» EXERCISE BRIEF
Omit the images and reproduce the rest of the entries exactly.

» MATERIAL PROVIDED
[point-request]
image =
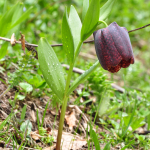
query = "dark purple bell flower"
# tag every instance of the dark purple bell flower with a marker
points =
(113, 47)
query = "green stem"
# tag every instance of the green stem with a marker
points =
(61, 123)
(65, 99)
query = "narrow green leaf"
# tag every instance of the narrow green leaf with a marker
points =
(23, 113)
(67, 39)
(23, 17)
(90, 20)
(5, 21)
(3, 49)
(106, 9)
(82, 77)
(51, 68)
(85, 8)
(94, 139)
(75, 25)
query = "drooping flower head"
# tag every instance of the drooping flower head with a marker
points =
(113, 47)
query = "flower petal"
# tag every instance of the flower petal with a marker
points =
(105, 49)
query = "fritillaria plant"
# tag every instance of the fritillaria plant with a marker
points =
(112, 46)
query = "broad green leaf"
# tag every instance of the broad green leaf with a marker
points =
(67, 39)
(23, 17)
(107, 146)
(94, 138)
(5, 6)
(26, 86)
(3, 49)
(26, 125)
(106, 9)
(51, 68)
(90, 20)
(75, 25)
(21, 97)
(23, 113)
(85, 8)
(82, 77)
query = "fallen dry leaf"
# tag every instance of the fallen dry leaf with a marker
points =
(23, 42)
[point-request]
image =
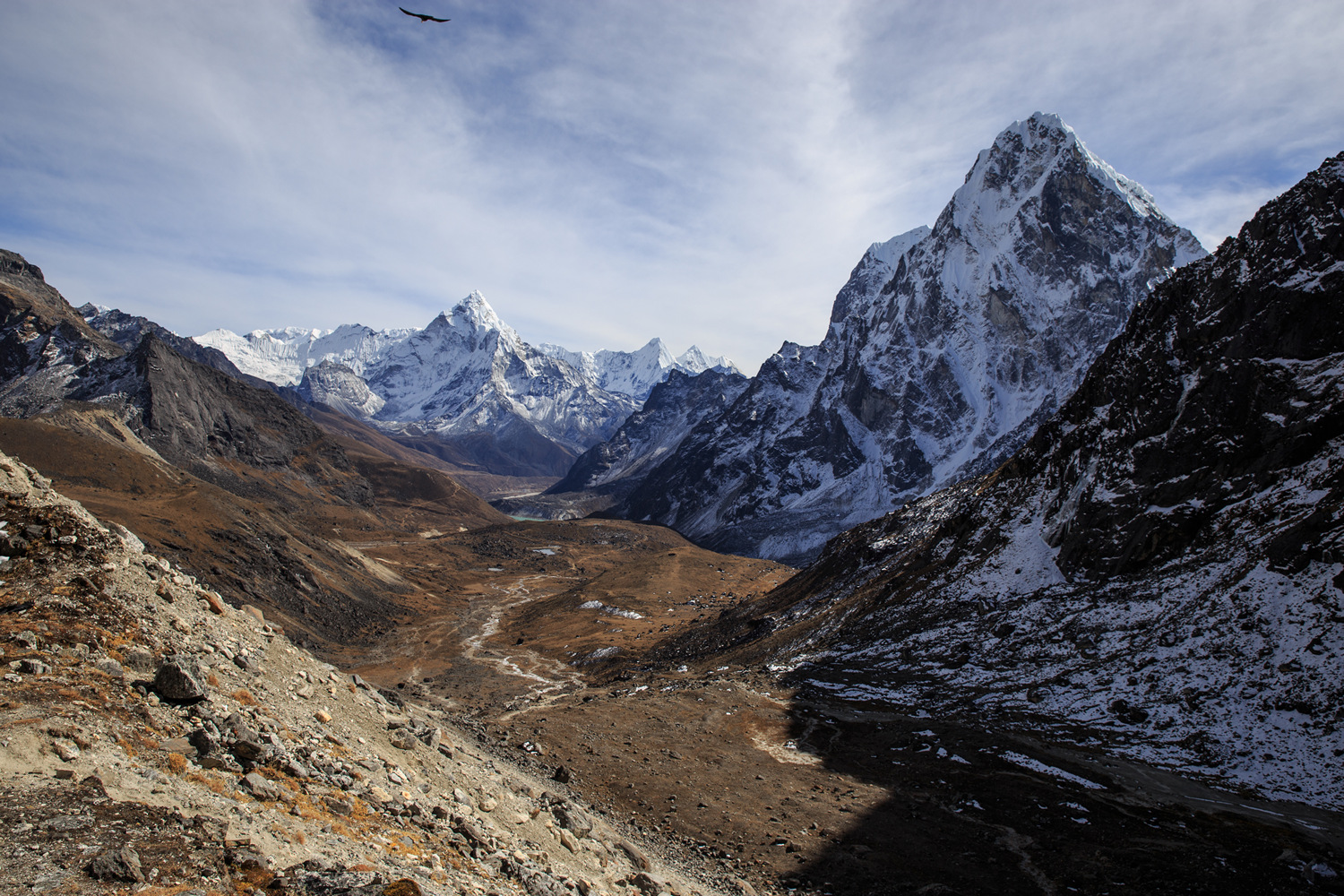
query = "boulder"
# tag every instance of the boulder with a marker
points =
(179, 677)
(118, 864)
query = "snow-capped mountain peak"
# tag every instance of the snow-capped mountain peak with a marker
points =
(637, 373)
(476, 314)
(946, 349)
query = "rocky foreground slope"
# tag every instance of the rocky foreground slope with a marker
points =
(152, 735)
(1160, 571)
(946, 349)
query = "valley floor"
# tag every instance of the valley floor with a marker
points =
(738, 774)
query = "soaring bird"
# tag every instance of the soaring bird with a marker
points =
(421, 15)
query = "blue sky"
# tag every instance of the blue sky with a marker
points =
(602, 172)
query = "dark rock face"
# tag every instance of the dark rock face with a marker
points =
(648, 435)
(340, 389)
(946, 349)
(1159, 568)
(129, 331)
(120, 864)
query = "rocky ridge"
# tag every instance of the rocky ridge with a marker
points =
(151, 734)
(1159, 571)
(946, 349)
(637, 373)
(607, 473)
(468, 382)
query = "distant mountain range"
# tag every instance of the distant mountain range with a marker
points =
(1159, 571)
(946, 349)
(465, 387)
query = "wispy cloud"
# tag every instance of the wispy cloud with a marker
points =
(604, 172)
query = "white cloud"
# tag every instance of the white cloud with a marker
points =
(604, 172)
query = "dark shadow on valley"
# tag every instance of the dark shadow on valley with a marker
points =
(970, 810)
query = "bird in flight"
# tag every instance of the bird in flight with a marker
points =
(421, 15)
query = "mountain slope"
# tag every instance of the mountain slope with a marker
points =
(228, 478)
(1160, 568)
(946, 349)
(465, 387)
(637, 373)
(607, 473)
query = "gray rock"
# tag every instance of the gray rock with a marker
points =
(634, 853)
(65, 823)
(65, 748)
(220, 762)
(402, 739)
(204, 742)
(110, 668)
(179, 677)
(538, 883)
(645, 884)
(120, 864)
(339, 806)
(140, 659)
(258, 786)
(573, 818)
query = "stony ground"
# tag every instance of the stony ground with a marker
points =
(156, 740)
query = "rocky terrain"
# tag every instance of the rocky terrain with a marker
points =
(465, 387)
(151, 735)
(637, 373)
(1158, 573)
(607, 473)
(946, 349)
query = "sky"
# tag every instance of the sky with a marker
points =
(604, 172)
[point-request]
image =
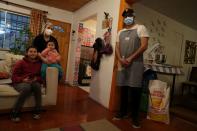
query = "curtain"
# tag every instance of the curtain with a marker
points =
(36, 21)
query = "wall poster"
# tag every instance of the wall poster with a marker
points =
(190, 52)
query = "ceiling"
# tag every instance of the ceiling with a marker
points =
(179, 10)
(69, 5)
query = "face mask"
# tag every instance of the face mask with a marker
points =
(129, 20)
(48, 32)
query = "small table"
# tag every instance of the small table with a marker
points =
(168, 70)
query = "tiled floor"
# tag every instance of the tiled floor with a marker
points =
(75, 107)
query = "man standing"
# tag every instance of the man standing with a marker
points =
(132, 41)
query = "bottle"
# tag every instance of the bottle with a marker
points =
(120, 67)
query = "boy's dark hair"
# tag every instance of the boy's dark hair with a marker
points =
(31, 46)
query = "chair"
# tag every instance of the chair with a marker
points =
(192, 81)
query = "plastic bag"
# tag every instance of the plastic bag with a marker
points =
(158, 109)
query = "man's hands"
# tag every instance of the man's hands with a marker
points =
(126, 62)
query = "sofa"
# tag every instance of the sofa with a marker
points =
(8, 94)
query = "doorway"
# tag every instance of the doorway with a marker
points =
(61, 31)
(87, 34)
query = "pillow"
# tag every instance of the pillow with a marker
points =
(3, 67)
(7, 90)
(4, 75)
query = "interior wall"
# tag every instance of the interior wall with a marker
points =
(172, 35)
(53, 13)
(101, 80)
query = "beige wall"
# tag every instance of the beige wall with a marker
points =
(172, 38)
(53, 13)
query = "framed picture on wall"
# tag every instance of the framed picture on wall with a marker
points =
(190, 52)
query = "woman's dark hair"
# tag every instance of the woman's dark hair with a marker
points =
(31, 46)
(51, 40)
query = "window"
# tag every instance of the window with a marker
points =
(12, 27)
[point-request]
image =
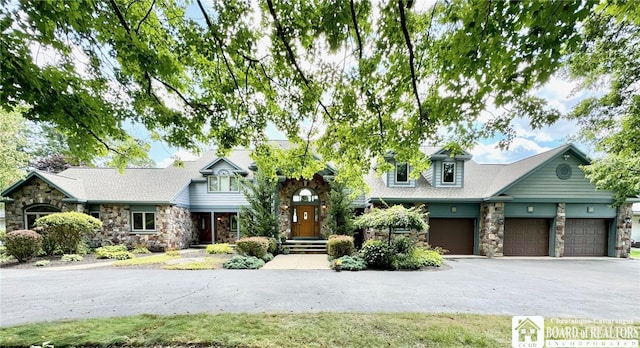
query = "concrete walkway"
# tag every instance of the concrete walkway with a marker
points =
(298, 261)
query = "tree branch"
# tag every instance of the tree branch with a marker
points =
(407, 39)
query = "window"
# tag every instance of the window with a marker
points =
(144, 221)
(448, 172)
(234, 223)
(31, 214)
(223, 182)
(402, 172)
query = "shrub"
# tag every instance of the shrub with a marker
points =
(377, 254)
(403, 244)
(71, 258)
(223, 248)
(68, 228)
(42, 263)
(23, 244)
(243, 262)
(339, 246)
(118, 252)
(253, 246)
(140, 250)
(349, 263)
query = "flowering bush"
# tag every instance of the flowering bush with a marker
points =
(339, 246)
(253, 246)
(23, 244)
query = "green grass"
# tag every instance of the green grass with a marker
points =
(208, 263)
(271, 330)
(146, 260)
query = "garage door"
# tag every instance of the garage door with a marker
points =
(455, 235)
(526, 237)
(585, 237)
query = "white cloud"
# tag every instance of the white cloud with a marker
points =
(183, 155)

» ANSWER FOR THE TASK
[point-request]
image =
query = "dark purple bell flower"
# tag every instance of the dark purple bell flower with a marker
points =
(113, 47)
query = "green stem"
# tag every instance of the green stem with a marker
points =
(61, 123)
(65, 99)
query = "narrow green leaf"
# tag every instance of the narrow green leaf with a marker
points =
(23, 113)
(67, 39)
(23, 17)
(90, 20)
(5, 21)
(3, 49)
(106, 9)
(82, 77)
(51, 68)
(85, 8)
(94, 139)
(75, 25)
query = "drooping flower head"
# tag every instance of the drooping flower head with a marker
points =
(113, 47)
query = "flower petal"
# tag every instance of the flower petal with a marker
points =
(105, 49)
query = "fritillaria plant"
# tag every instance of the fritillaria plant with a marker
points =
(112, 46)
query = "broad green leaf"
# tag every instance of the broad green leaf with a marker
points =
(67, 39)
(23, 17)
(107, 146)
(94, 138)
(5, 6)
(26, 86)
(3, 49)
(26, 125)
(106, 9)
(51, 68)
(90, 20)
(75, 25)
(21, 97)
(23, 113)
(85, 8)
(82, 77)
query = "fallen dry leaf"
# tag every instance of the fallen dry leaf with a marker
points =
(23, 42)
[point-request]
image =
query = "boulder"
# tag every instance of the boulder with a marker
points =
(179, 677)
(118, 864)
query = "snow-capped mountain peak"
# tag every instance of the snow-capped mountain peak with a marker
points =
(637, 373)
(476, 314)
(946, 349)
query = "rocky foreground slope"
# tag every instance of the rocky foreground slope with a marker
points =
(152, 735)
(1160, 571)
(946, 349)
query = "valley floor"
# tag every instance of the valley floor with a marker
points =
(738, 774)
query = "soaring bird"
# tag every instance of the soaring bird with a marker
points =
(421, 15)
query = "blue sky"
# tag every instance of the blue sky with a marker
points =
(602, 172)
query = "dark rock face"
# tag every instance of the dark rock face with a marker
points =
(648, 435)
(340, 389)
(946, 349)
(1159, 568)
(129, 331)
(120, 864)
query = "rocky ridge"
# tag every instance of the rocky ridge with a marker
points =
(151, 734)
(1159, 571)
(946, 349)
(637, 373)
(607, 473)
(468, 382)
query = "distant mountain range"
# tag every instance of the distant mountain range with a marker
points =
(1159, 571)
(946, 349)
(465, 387)
query = "wispy cloud"
# tag every instance of the wispy cloud with a marker
points =
(604, 172)
query = "white cloud"
# tag every instance of the white cloud with a marker
points =
(604, 172)
query = "dark shadow on valley"
# tag every instance of the dark shadow on valley with a marker
points =
(970, 810)
query = "bird in flight"
# tag every instance of the bird in flight with a marker
points =
(421, 15)
query = "mountain slope"
# tag every instance of the mountain slope with a marker
points =
(228, 478)
(1160, 568)
(946, 349)
(465, 387)
(637, 373)
(607, 473)
query = "gray rock"
# tag every instance of the gray rock with a marker
points =
(634, 853)
(65, 823)
(65, 748)
(220, 762)
(402, 739)
(204, 742)
(110, 668)
(179, 677)
(538, 883)
(645, 884)
(120, 864)
(339, 806)
(140, 659)
(258, 786)
(573, 818)
query = "stony ground"
# tag every instance of the stony ground with a marker
points =
(156, 740)
query = "rocky terrain"
# tag every instance of the rocky terrain with a marker
points =
(465, 387)
(151, 735)
(637, 373)
(1158, 573)
(607, 473)
(946, 349)
query = "sky"
# tag every instance of the sky with a marker
points =
(604, 172)
[point-request]
image =
query = "curtain"
# tag every instance of the curtain with a marker
points =
(36, 21)
query = "wall poster"
# tag every instance of the wall poster with a marker
points =
(190, 52)
query = "ceiling"
# tag every instance of the ceiling with a marker
points =
(179, 10)
(69, 5)
query = "face mask"
# tag every instance of the face mask with a marker
points =
(129, 20)
(48, 32)
query = "small table"
# tag every instance of the small table with a marker
points =
(168, 70)
query = "tiled floor"
# tag every instance of the tiled floor with a marker
points =
(75, 107)
query = "man standing"
# tag every instance of the man standing with a marker
points =
(132, 41)
query = "bottle"
# tag every instance of the bottle with a marker
points =
(120, 67)
query = "boy's dark hair"
# tag every instance of the boy's dark hair with a marker
points =
(31, 46)
query = "chair"
# tag every instance of the chair with a marker
points =
(192, 81)
query = "plastic bag"
# tag every instance of the plastic bag with a marker
points =
(158, 109)
query = "man's hands"
# tag every instance of the man's hands with a marker
points =
(126, 62)
query = "sofa"
# tag every instance of the sofa with a marker
points =
(8, 94)
query = "doorway"
# tag every instance of the doorway with a marker
points =
(61, 31)
(87, 34)
query = "pillow"
# tag every instance of the pillow with a marker
points =
(3, 67)
(7, 90)
(4, 75)
query = "interior wall"
# tag every instance of the interior wall with a marker
points =
(172, 35)
(53, 13)
(101, 80)
query = "beige wall"
# tag every instance of the beige wall with a marker
points =
(172, 38)
(53, 13)
query = "framed picture on wall"
# tag every instance of the framed picture on wall with a marker
points =
(190, 52)
query = "woman's dark hair"
# tag every instance of the woman's dark hair with a marker
points =
(31, 46)
(51, 40)
query = "window"
# tag every instance of the window with a marker
points =
(12, 27)
[point-request]
image =
query = "concrete walkway"
# tag every instance of the concrete walkway with a marker
points =
(298, 261)
query = "tree branch"
# tag every instance of the tree branch with a marker
points =
(407, 39)
query = "window"
# tag every instance of the window with a marker
points =
(144, 221)
(448, 172)
(234, 223)
(31, 214)
(223, 182)
(402, 172)
query = "shrub"
# tag every instance of the shrub with a marker
points =
(377, 254)
(403, 244)
(71, 258)
(223, 248)
(68, 228)
(42, 263)
(23, 244)
(243, 262)
(339, 246)
(118, 252)
(253, 246)
(140, 250)
(349, 263)
query = "flowering bush"
# tag every instance of the flowering bush with a marker
points =
(339, 246)
(253, 246)
(23, 244)
query = "green grass"
# tag every instance of the green grass with a marker
points =
(208, 263)
(271, 330)
(146, 260)
query = "garage door"
# tag every instance of the garage door with a marker
points =
(455, 235)
(526, 237)
(585, 237)
query = "white cloud"
# tag every instance of the white cloud with a marker
points =
(183, 155)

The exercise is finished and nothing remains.